It was all smiles at Swiss giant Novartis yesterday after Europe’s scientific advisory board gave the nod to Galvus (vildagliptin) for use in combination with metformin, thiazolidinediones or sulfonylureas – the broadest indication awarded to a DPP-4 inhibitor by the European authorities, it says - to combat type 2 diabetes in the estimated European patient population of 28 million.
The approval was based on data from more than 5,700 patients across 13 clinical studies, although the entire clinical experience with Galvus includes more than 21,000 patients of which around 10,000 received the new medicine, a so-called DPP-4 inhibitor that works by targeting the dysfunction in the pancreatic islets that causes high blood sugar levels in people with type 2 diabetes.
Meanwhile the panel also gave its blessing to the approval of Novartis’ Aclasta (zoledronic acid 5 mg), a once-yearly treatment for postmenopausal osteoporosis, and its new transdermal Exelon (rivastigmine) patch for Alzheimer's disease - both of which have recently been cleared in the USA. So far this year Novartis has received a total of seven product approvals and four positive opinions from the US and European regulatory authorities. Final decisions on approvability are anticipated from the European Commission in three to four months.

Point localization data

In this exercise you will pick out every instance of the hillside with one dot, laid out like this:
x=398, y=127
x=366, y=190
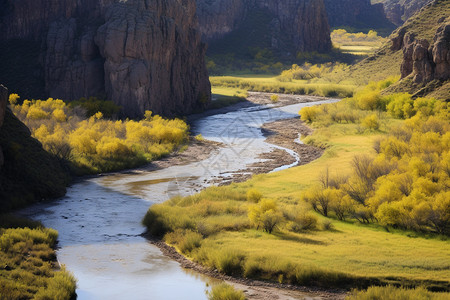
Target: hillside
x=399, y=51
x=141, y=56
x=286, y=27
x=27, y=173
x=398, y=11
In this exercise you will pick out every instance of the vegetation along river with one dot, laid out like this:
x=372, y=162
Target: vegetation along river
x=99, y=220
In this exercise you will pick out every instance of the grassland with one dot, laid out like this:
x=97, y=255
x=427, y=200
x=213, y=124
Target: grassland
x=217, y=229
x=270, y=84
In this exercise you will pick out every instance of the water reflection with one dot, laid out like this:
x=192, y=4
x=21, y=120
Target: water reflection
x=99, y=220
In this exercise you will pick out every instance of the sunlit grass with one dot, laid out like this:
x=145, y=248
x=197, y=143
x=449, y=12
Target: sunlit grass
x=272, y=85
x=345, y=254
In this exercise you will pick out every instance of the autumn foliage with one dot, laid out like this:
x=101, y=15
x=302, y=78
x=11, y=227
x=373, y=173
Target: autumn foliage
x=406, y=184
x=95, y=144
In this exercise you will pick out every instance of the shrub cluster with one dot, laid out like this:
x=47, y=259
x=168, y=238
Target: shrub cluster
x=342, y=37
x=393, y=293
x=319, y=89
x=28, y=268
x=406, y=184
x=225, y=291
x=309, y=71
x=95, y=144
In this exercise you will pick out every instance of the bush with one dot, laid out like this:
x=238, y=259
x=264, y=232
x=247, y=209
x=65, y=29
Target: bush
x=309, y=113
x=274, y=98
x=303, y=221
x=95, y=144
x=253, y=196
x=265, y=215
x=394, y=293
x=371, y=122
x=225, y=292
x=184, y=240
x=28, y=265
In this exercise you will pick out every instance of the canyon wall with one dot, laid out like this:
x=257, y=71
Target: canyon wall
x=292, y=25
x=142, y=54
x=398, y=11
x=424, y=61
x=27, y=172
x=358, y=14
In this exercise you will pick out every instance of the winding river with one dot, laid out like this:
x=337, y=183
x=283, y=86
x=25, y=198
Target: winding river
x=99, y=220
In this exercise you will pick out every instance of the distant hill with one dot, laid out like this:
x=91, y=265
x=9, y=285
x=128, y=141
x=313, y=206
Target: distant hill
x=418, y=51
x=284, y=26
x=358, y=15
x=398, y=11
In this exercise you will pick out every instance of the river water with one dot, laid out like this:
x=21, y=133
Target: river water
x=99, y=220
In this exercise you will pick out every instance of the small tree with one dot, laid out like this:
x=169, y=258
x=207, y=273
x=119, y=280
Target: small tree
x=371, y=122
x=265, y=214
x=253, y=195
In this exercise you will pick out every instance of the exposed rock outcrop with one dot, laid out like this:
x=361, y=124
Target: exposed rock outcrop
x=359, y=14
x=293, y=25
x=27, y=172
x=141, y=54
x=423, y=62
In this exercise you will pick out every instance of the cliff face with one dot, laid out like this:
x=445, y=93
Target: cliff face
x=398, y=11
x=27, y=172
x=360, y=14
x=141, y=54
x=292, y=25
x=424, y=62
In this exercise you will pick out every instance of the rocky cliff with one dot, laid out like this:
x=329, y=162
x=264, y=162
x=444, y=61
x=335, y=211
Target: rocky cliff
x=286, y=25
x=423, y=62
x=142, y=54
x=398, y=11
x=27, y=172
x=358, y=14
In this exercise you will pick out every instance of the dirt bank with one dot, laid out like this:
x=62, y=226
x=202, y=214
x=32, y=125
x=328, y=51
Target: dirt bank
x=253, y=289
x=283, y=133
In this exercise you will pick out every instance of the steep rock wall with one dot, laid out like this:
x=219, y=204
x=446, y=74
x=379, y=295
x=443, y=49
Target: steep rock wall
x=359, y=14
x=302, y=23
x=424, y=62
x=27, y=172
x=398, y=11
x=80, y=44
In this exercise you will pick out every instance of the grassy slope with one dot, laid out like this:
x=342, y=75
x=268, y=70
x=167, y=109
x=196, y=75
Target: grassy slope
x=354, y=249
x=351, y=248
x=386, y=62
x=29, y=269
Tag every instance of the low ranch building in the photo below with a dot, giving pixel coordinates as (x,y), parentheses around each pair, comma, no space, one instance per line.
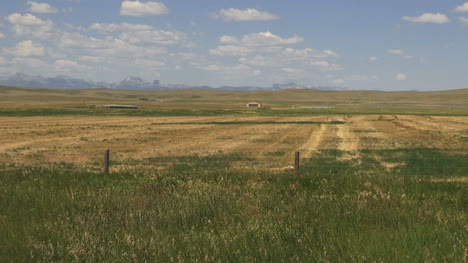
(254,105)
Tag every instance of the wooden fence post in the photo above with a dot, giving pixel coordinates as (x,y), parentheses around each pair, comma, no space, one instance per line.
(296,163)
(106,161)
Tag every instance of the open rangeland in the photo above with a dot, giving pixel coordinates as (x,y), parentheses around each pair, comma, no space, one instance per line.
(217,184)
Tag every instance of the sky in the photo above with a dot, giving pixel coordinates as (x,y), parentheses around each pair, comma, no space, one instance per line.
(357,44)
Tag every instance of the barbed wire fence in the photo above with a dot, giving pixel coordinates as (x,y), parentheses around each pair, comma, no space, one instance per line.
(107,161)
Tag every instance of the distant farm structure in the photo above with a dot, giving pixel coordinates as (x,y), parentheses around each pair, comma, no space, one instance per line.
(113,106)
(254,105)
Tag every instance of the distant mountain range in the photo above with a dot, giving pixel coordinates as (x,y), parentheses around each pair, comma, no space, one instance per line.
(129,83)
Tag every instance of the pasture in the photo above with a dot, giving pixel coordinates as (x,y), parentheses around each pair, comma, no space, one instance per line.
(215,182)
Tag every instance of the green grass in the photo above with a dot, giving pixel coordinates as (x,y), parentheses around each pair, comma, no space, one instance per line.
(338,210)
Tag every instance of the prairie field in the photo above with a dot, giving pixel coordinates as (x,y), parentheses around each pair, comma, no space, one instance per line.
(216,183)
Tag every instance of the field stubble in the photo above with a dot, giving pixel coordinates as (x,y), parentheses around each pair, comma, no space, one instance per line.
(263,141)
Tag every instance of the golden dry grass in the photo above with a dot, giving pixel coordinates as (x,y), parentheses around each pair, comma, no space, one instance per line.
(82,140)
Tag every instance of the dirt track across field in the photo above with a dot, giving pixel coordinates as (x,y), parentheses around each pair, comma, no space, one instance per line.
(262,139)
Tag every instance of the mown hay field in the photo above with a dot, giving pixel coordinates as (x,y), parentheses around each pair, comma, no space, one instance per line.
(218,185)
(266,142)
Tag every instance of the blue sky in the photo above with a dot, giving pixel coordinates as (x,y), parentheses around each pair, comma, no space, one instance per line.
(366,44)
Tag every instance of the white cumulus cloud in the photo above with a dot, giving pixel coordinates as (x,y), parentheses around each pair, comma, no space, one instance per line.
(28,49)
(139,33)
(437,18)
(41,8)
(401,77)
(463,20)
(238,15)
(396,51)
(68,65)
(143,9)
(462,8)
(25,20)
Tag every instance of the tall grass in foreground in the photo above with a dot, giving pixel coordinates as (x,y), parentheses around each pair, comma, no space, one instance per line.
(338,210)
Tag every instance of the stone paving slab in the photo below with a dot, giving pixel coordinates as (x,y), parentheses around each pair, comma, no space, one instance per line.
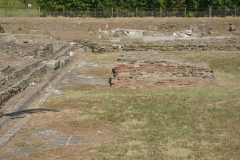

Brief =>
Reproduce the Novartis article above word for word, starting with "It was all smiles" and going on through "type 2 diabetes.".

Answer section =>
It was all smiles at Swiss giant Novartis yesterday after Europe’s scientific advisory board gave the nod to Galvus (vildagliptin) for use in combination with metformin, thiazolidinediones or sulfonylureas – the broadest indication awarded to a DPP-4 inhibitor by the European authorities, it says - to combat type 2 diabetes in the estimated European patient population of 28 million.
The approval was based on data from more than 5,700 patients across 13 clinical studies, although the entire clinical experience with Galvus includes more than 21,000 patients of which around 10,000 received the new medicine, a so-called DPP-4 inhibitor that works by targeting the dysfunction in the pancreatic islets that causes high blood sugar levels in people with type 2 diabetes.